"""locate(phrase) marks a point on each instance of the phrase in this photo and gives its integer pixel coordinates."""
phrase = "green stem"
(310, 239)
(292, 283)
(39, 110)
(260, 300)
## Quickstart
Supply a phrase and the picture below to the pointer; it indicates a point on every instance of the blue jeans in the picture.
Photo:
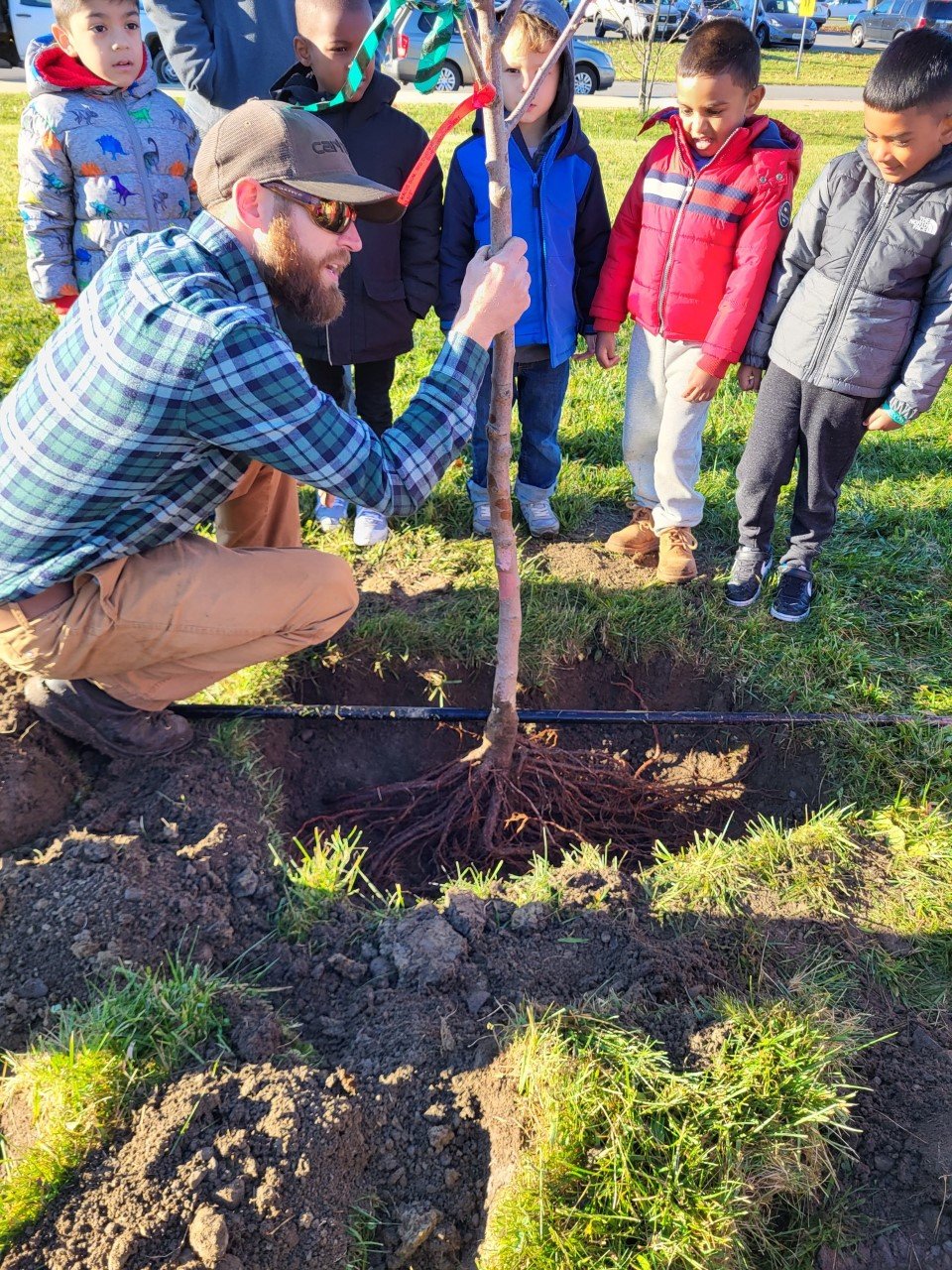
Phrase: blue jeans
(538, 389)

◆ ◆ ◆ ◆

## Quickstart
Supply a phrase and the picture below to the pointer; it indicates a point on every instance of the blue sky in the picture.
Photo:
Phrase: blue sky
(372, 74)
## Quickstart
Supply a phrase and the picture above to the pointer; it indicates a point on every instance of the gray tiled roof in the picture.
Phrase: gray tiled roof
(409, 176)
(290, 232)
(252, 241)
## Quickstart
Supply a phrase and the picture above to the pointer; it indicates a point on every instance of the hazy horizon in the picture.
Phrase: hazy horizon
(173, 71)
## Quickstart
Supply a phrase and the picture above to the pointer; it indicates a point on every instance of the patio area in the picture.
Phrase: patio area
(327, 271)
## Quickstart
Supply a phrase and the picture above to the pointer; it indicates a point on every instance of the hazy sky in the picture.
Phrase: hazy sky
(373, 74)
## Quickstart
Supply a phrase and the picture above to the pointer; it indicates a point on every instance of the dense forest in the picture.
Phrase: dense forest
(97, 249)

◆ ◆ ◆ ◆

• _Stated task_
Pull out every line of the entries above that contains the word "jeans", matching its case exactly.

• _Result of this task_
Supply a phrase and the picture below to the pointer; it indicates a point on every instance of the blue jeans in the picture.
Phrase: blue jeans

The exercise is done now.